» **OBJECTIVE**
Reproduce the lines below from the one that contains "[locate] eyeglasses (one" through the end, inclusive, and add nothing.

[Location labeling records]
#####

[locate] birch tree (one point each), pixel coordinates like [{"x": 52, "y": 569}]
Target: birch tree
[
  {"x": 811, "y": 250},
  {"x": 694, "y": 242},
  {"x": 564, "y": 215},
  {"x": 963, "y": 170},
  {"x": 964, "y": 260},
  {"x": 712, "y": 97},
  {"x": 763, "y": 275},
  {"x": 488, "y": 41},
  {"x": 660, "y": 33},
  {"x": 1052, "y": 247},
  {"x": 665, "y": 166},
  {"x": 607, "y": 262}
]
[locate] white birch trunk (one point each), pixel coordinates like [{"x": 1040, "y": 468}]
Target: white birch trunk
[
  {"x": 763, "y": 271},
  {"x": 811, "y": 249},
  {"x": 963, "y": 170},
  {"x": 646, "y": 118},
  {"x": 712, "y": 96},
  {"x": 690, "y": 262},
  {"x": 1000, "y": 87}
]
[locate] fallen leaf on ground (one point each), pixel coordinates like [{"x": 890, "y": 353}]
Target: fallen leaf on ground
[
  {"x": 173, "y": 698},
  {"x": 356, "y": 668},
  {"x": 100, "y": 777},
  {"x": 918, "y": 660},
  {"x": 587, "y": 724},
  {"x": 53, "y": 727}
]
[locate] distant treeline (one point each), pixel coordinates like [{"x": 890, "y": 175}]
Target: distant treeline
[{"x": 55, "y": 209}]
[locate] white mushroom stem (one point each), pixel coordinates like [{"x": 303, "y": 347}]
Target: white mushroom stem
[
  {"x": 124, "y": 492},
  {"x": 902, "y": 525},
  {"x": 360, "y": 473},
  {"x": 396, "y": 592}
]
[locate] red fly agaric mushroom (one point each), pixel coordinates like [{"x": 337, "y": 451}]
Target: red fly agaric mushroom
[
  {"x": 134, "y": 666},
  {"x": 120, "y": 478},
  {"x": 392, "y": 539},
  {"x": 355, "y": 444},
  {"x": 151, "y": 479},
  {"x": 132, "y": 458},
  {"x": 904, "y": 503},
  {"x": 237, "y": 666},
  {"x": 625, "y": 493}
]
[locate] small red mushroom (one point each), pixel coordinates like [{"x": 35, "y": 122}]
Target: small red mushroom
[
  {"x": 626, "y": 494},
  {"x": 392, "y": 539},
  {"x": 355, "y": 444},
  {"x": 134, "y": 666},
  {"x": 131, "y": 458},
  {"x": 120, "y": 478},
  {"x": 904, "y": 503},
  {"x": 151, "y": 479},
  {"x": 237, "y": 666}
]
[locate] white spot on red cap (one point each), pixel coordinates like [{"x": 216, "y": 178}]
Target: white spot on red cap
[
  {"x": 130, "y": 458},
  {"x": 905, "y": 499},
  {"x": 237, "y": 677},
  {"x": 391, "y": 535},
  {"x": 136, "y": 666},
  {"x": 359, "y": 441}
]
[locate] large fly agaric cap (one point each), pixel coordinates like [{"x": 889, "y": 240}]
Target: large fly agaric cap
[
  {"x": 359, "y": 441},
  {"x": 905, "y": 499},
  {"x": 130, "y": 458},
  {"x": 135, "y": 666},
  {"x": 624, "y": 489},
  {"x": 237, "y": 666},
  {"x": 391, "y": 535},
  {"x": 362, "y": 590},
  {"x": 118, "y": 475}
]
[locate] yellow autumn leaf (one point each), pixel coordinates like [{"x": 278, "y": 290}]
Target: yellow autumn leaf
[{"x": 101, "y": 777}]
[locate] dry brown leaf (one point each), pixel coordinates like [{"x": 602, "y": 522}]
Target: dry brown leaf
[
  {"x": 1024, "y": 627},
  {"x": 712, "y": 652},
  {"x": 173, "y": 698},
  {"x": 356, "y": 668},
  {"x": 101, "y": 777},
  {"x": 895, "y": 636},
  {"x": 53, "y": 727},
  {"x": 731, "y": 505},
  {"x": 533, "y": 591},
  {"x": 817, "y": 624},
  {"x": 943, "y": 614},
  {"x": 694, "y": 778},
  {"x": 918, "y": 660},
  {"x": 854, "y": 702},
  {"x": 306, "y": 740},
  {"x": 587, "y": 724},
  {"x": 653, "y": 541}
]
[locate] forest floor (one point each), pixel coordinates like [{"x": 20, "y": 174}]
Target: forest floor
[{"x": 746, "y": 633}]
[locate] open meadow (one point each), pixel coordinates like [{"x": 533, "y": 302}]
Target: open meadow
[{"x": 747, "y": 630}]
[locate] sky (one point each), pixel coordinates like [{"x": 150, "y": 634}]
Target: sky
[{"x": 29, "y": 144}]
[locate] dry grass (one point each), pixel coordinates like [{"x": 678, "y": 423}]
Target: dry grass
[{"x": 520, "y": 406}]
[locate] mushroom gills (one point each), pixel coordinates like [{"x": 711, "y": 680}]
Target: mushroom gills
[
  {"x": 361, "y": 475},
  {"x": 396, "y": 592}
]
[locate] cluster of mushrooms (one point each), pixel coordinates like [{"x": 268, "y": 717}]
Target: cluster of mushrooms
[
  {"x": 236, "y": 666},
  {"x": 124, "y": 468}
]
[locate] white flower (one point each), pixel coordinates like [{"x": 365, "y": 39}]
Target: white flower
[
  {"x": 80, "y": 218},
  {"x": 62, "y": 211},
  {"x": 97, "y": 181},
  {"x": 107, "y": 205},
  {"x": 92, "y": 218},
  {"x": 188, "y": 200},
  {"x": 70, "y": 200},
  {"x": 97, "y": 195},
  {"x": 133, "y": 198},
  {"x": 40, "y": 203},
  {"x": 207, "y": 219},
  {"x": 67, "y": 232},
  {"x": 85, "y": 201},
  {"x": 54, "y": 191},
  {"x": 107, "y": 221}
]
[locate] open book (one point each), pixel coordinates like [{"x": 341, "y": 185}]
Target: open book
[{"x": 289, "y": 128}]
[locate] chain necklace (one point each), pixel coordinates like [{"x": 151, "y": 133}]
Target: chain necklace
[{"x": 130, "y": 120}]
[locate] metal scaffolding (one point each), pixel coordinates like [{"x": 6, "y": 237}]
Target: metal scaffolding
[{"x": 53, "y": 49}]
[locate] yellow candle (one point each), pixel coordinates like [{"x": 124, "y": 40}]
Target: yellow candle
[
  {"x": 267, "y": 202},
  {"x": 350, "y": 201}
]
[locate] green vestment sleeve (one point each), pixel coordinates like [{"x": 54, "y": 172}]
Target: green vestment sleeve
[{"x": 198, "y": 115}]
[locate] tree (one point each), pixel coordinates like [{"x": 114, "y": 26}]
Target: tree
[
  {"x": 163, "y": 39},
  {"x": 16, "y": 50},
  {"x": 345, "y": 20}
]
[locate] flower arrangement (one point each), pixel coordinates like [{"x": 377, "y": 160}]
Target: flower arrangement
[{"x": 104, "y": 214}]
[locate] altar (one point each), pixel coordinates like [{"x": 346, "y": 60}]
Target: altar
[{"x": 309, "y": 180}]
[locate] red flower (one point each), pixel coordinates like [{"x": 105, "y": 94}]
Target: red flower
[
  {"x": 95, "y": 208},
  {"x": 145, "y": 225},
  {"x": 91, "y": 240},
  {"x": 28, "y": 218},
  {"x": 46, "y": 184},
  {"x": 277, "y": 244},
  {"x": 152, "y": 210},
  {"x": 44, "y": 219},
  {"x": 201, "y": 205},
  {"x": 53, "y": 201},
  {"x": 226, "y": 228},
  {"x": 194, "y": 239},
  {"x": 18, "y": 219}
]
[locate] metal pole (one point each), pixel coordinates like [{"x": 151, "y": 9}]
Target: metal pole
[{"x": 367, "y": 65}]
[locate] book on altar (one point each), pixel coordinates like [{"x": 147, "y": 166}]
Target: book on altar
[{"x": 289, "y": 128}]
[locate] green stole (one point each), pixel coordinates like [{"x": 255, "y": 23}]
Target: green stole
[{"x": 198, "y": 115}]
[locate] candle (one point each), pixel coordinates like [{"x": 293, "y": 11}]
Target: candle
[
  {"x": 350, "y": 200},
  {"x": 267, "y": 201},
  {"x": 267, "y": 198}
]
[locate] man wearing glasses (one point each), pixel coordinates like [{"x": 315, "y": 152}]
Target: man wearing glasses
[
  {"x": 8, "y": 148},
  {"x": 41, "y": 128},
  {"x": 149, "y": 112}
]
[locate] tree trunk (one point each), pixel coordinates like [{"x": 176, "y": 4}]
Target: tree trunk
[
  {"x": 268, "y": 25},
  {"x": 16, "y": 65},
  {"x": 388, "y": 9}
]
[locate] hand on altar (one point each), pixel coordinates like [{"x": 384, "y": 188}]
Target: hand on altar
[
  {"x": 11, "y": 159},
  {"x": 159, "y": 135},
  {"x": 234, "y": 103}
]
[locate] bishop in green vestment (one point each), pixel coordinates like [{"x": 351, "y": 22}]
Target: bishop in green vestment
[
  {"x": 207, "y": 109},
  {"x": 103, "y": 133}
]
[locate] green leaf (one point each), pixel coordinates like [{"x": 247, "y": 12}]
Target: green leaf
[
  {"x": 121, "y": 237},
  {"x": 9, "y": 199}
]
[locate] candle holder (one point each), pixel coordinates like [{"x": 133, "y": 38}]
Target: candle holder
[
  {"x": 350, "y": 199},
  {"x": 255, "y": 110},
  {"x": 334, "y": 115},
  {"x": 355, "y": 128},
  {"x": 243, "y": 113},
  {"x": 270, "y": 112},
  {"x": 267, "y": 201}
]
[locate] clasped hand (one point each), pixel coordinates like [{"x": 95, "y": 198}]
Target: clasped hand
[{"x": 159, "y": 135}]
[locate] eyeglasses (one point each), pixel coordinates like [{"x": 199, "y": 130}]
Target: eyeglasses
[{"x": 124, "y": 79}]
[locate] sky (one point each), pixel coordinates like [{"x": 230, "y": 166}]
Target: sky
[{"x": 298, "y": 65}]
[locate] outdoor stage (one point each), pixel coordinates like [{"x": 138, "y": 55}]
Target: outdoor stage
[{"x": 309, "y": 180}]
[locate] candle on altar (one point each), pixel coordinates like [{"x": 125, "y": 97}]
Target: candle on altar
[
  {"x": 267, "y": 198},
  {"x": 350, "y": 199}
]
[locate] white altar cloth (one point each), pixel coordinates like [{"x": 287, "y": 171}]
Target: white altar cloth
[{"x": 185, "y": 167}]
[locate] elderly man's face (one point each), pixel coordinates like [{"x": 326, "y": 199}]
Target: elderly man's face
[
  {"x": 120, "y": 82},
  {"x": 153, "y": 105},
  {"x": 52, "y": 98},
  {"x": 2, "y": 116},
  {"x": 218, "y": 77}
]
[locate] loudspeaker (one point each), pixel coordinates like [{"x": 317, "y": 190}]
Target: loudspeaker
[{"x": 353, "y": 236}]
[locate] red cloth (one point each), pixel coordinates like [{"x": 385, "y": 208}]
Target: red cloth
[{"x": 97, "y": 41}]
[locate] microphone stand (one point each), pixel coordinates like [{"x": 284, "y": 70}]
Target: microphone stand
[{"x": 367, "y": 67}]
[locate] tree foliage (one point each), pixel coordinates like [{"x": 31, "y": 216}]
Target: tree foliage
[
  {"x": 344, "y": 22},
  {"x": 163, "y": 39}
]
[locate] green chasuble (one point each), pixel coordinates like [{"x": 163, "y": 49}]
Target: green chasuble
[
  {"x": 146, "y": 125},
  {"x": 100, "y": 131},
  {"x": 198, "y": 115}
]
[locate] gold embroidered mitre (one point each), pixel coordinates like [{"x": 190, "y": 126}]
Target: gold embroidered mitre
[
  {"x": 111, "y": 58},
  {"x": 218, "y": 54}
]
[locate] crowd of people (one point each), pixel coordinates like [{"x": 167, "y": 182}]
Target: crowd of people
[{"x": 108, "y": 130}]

#####

» **WORKED ANSWER**
[locate] eyeglasses (one point each), pixel coordinates like [{"x": 199, "y": 130}]
Target: eyeglasses
[{"x": 124, "y": 79}]
[locate] sky (one point each), pixel coordinates like [{"x": 230, "y": 166}]
Target: sky
[{"x": 298, "y": 65}]
[locate] outdoor stage (one point each), pixel coordinates like [{"x": 138, "y": 55}]
Target: outdoor stage
[{"x": 309, "y": 180}]
[locate] candle on altar (one point each), pixel coordinates like [{"x": 125, "y": 97}]
Target: candle on altar
[
  {"x": 267, "y": 198},
  {"x": 350, "y": 199}
]
[locate] white altar cloth (one point each), pixel coordinates like [{"x": 287, "y": 171}]
Target: white altar cloth
[{"x": 185, "y": 167}]
[locate] elderly man's face (one point each), pixel coordinates like [{"x": 326, "y": 199}]
Target: elderly man's face
[
  {"x": 120, "y": 82},
  {"x": 153, "y": 105},
  {"x": 52, "y": 98},
  {"x": 2, "y": 116},
  {"x": 218, "y": 77}
]
[locate] loudspeaker (one point each), pixel coordinates like [{"x": 317, "y": 190}]
Target: loudspeaker
[{"x": 353, "y": 236}]
[locate] red cloth (one point each), pixel coordinates like [{"x": 385, "y": 208}]
Target: red cloth
[{"x": 97, "y": 41}]
[locate] microphone stand (one point each), pixel coordinates like [{"x": 284, "y": 70}]
Target: microphone stand
[{"x": 367, "y": 67}]
[locate] tree foliage (one point each), pixel coordinates like [{"x": 31, "y": 216}]
Target: tree foliage
[
  {"x": 344, "y": 22},
  {"x": 163, "y": 39}
]
[locate] green chasuble (one point each), pixel coordinates like [{"x": 163, "y": 49}]
Target: green chasuble
[
  {"x": 146, "y": 125},
  {"x": 100, "y": 131},
  {"x": 198, "y": 115}
]
[locate] gold embroidered mitre (one point each), pixel coordinates like [{"x": 190, "y": 126}]
Target: gold embroidered mitre
[
  {"x": 111, "y": 58},
  {"x": 218, "y": 54}
]
[locate] crowd of people (one point each), pixel coordinates like [{"x": 167, "y": 182}]
Target: crowd of people
[{"x": 108, "y": 130}]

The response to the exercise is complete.